Some records:
## START

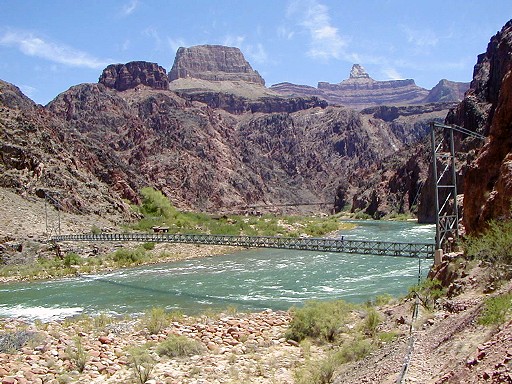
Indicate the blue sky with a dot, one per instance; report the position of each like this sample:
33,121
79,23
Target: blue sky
48,46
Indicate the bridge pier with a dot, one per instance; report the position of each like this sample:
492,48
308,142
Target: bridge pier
438,257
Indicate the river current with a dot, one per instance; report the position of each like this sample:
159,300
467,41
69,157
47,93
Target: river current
249,280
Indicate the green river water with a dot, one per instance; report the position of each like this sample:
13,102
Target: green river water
250,280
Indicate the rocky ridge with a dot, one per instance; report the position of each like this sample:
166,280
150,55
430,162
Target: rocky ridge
361,91
213,63
134,131
490,176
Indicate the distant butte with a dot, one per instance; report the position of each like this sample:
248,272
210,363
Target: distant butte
361,91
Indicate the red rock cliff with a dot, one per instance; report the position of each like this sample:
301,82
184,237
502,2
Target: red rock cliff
488,193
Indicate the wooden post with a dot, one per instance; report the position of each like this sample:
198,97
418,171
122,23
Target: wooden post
438,257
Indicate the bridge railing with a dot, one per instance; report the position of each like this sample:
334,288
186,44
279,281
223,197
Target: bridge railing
364,247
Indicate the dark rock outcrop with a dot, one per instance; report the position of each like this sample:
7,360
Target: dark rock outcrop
447,91
213,63
126,76
40,157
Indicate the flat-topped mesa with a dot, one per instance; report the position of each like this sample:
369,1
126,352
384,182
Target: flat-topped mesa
213,63
360,90
126,76
358,72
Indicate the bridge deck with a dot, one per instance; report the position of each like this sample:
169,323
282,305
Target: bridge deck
362,247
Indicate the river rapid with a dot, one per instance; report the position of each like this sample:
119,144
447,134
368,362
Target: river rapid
249,280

## END

Directive: Repeat only the stretch of lines that opens with the line containing "Indicate the wooden" and closes with the final line of the entries, both included, exactly as written.

Answer to this task:
Indicate the wooden post with a dot, one per instance; report the position of each like this sample:
198,97
418,171
122,23
Target: wooden post
438,257
Indicate the bridge railing with a dot, one per instance; report the position of each like this sample:
334,288
186,44
279,281
223,197
Target: bridge railing
364,247
Indicate the dark rock outcrop with a dot, one per instance; report the position of each like this sample:
7,360
Target: dark rock outcrop
447,91
213,63
126,76
40,157
Indicate the flat-topped mesa with a dot, one per instance; report the position of each like this sample:
369,1
126,352
384,182
Target: flat-topped mesa
213,63
360,90
126,76
358,72
Indicate the bridge deck with a dot, one per instance; report the position of each like this sample:
169,323
282,305
Target: bridge deck
362,247
Indicate the river rapid with a dot, one per instance; report the position of each like this sample:
119,144
447,134
368,362
Target: river rapid
249,280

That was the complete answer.